==== 選定文章
現在、世界の人口70億人の5分の1、約14~16億人がイスラム教徒(ムスリム)ですが、そのうち、85%以上がスンニ派で、10~15%がシーア派(ほかにハワーリジュ派も含めて少数派として数えられる)となっており、イスラム世界で、スンニ派は多数派、シーア派は少数派という位置づけです。

 

ただし、確かに割合から考えれば、スンニー派が圧倒的に多く、シーア派はイスラム世界全体では少数派ですが、それは人口の多い東南アジアなどでほとんどがスンナ派であることによります。中東ではスンナとシーア派の人口は全体ではかなり拮抗しているとも言え、シーア派が多数の国もあります。

 

例えば、イランでは、シーア派は9割を超え、アゼルバイジャンやバーレーンで7割前後、イラクで約6割を占めています(なお、バーレーンでは、シーア派が多数派だが、王家・支配階級はスンナ派)。また、レバノンのシーア派は5割未満ですが国内最大の宗派になっており、クウェートでもシーアは30%とかなり大きな少数派となっています。

 

ほかにも、シリアではシーア派の割合は12%と推計されていますが、アラウィ―派をシーア派の流れを汲むとみなして加えれば15-20%になると試算されています。イエメンでも北部にシーア派の一派ザイド派がいます。そのほか、アフガニスタン、パキスタン、サウジアラビアの東部などにも、比較的大きなシーア派のコミュニティーがあると言われています。
========
==== 抜粋データ
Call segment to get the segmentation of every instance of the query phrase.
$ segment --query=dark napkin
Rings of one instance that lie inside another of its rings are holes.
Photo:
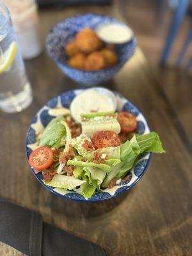
[[[99,246],[43,221],[40,214],[0,198],[0,241],[30,256],[106,256]]]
========
* [記述問題 1] シーア派の人口についての文章から、「現在、世界の人口70億人の5」で始まり「ィーがあると言われています。」で終わる部分を一字一句変えずに書き出す。
* [記述問題 2] シーア派の人口についての文章で、シーア派の割合が数値で示されている国をすべて挙げてください。
* [記述問題 3] シーア派の人口についての文章を、最後の一文の後から引き継いで書き進める。

* [解答 1]
現在、世界の人口70億人の5分の1、約14~16億人がイスラム教徒(ムスリム)ですが、そのうち、85%以上がスンニ派で、10~15%がシーア派(ほかにハワーリジュ派も含めて少数派として数えられる)となっており、イスラム世界で、スンニ派は多数派、シーア派は少数派という位置づけです。

 

ただし、確かに割合から考えれば、スンニー派が圧倒的に多く、シーア派はイスラム世界全体では少数派ですが、それは人口の多い東南アジアなどでほとんどがスンナ派であることによります。中東ではスンナとシーア派の人口は全体ではかなり拮抗しているとも言え、シーア派が多数の国もあります。

 

例えば、イランでは、シーア派は9割を超え、アゼルバイジャンやバーレーンで7割前後、イラクで約6割を占めています(なお、バーレーンでは、シーア派が多数派だが、王家・支配階級はスンナ派)。また、レバノンのシーア派は5割未満ですが国内最大の宗派になっており、クウェートでもシーアは30%とかなり大きな少数派となっています。

 

ほかにも、シリアではシーア派の割合は12%と推計されていますが、アラウィ―派をシーア派の流れを汲むとみなして加えれば15-20%になると試算されています。イエメンでも北部にシーア派の一派ザイド派がいます。そのほか、アフガニスタン、パキスタン、サウジアラビアの東部などにも、比較的大きなシーア派のコミュニティーがあると言われています。

* [解答 2] イラン、アゼルバイジャン、バーレーン、イラク、レバノン、クウェート、シリア

* [解答 3]
 

 

  • スンニ派とシーア派の分断の背景

 

イスラムの世界は、7世紀半ばに、カリフ(後継者)の正統性をめぐる争いからスンナ派とシーア派に二分され、それぞれ、異なる世界観、歴史観を形成しました。スンニ派とシーア派の対立は、イスラム教の始祖である「預言者ムハンマドの後継者に誰がなるべきか?」をめぐる争いの歴史です。これは、シーア派内においても、その後もさまざまの分派を生みだした要因となっています。

 

また、教義面では、スンニ派は、「イマームの再臨」というメシア(救世主)思想を持つシーア派の独自思想を受け入れていない点も、両派の大きな対立点です。

 

スンニ派とシーア派の対立は、政治的対抗という側面も加わって深刻さを増しています。例えば、アッバース朝やセルジューク朝が支配者となっていた時にエジプトでおきたファティーマ朝や、オスマン帝国による支配時のイランのサファヴィー朝の樹立などがあげられます。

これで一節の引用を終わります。